Activity =
In the account of the attack on Marilyn Moore below, why did Sutcliffe leave before he could finish the attack? Answer in one to three sentences.
-- Text shown follows --
A team of officers concentrated on tracing the note for a total of three months. They interviewed 5,000 of those 8,000 men. One of the firms they concentrated on was T & WH Clark (Holdings Ltd) in Canal Road, Shipley. They interviewed the men who worked there, including Peter William Sutcliffe of Garden Lane, Heaton. There had been nothing about Peter, or the other 5,000 men, that had seemed suspicious. They had even spoken to his wife, Sonia, who had not contradicted Sutcliffe’s movements in any way on the nights in question.

Despite the high police presence and activity in the areas where the murders had taken place, Sutcliffe could not resist the urge to seek out another victim. However, this victim was later able to provide a strong identification of him and his car. On 14 December, a prostitute named Marilyn Moore, aged 25, left a friend’s home in Gathorne Terrace, near the Gaiety pub, at 8pm. As she walked along, she noticed a dark-coloured car drive slowly towards her, and was sure that the driver was a potential client. She was proved correct and saw the car parked near a junction known as Frankland Place. The driver was leaning against his door. He was about 30, with a stocky build, around 5ft 6in tall with dark, wavy hair and a beard. He was wearing a yellow shirt, a navy blue or black zip-up anorak and blue jeans, and appeared to be waving to someone in a nearby house. This was none other than Peter Sutcliffe.

Sutcliffe asked Moore if she was ‘doing business’ and they agreed a price before she got into the car with him. As they drove off to a secluded location about a mile and a half away, he told her that his name was Dave and that the person he had been waving to was his girlfriend. When they arrived at their destination, Sutcliffe suggested that they have sex in the back seat, but when Moore got out of the car she found that the back door was locked. As Sutcliffe came behind her to open the door, Moore felt a sickening blow to the top of her head. She screamed loudly and attempted to protect her head with her hands. She fell to the ground, frantically grabbing her attacker’s trousers as she fell, then felt further blows before losing consciousness. A dog barked at the sound of her screams and Sutcliffe left before he could finish. Moore remembered hearing him walk back to his car and slam the door, and then she heard the back wheels skid as he hurriedly drove away. Slowly, Moore managed to get herself to her feet and stumble towards a telephone. Before she reached it, a man and woman, noticing the blood running from her head, stopped to help and called an ambulance. She was rushed to Leeds General Infirmary and underwent an emergency operation. Moore stayed in hospital until just before New Year’s Eve, but it was a long time before she could face returning to Leeds, with a hole in the back of her head and scars all over her scalp.
-- Text shown concluded --
-- Supplied material follows --
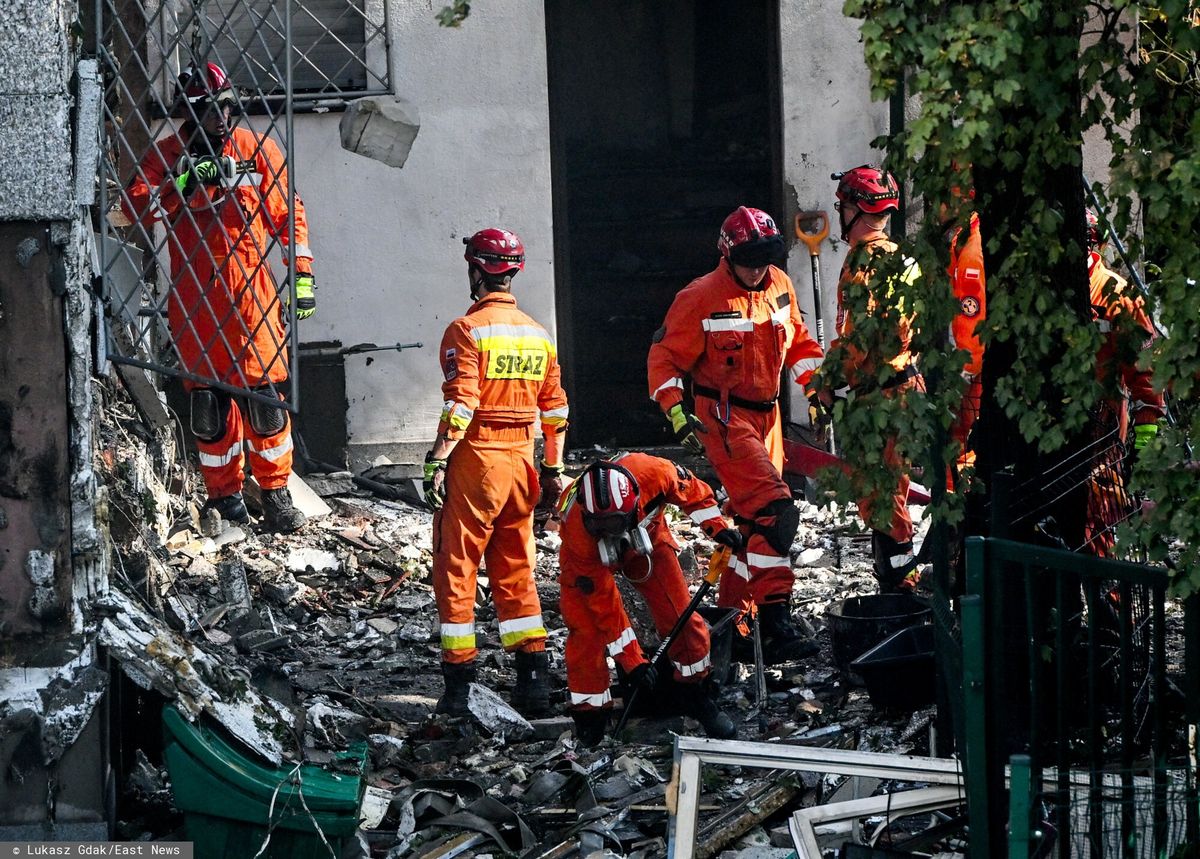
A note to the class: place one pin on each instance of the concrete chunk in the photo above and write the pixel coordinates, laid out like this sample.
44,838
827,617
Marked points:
-- Supplied material concluded --
Solution to the exercise =
Moore screamed loudly when struck, and a dog barked at the sound of her screams. Sutcliffe then left before he could finish, walking back to his car and driving away so hurriedly that the back wheels skidded.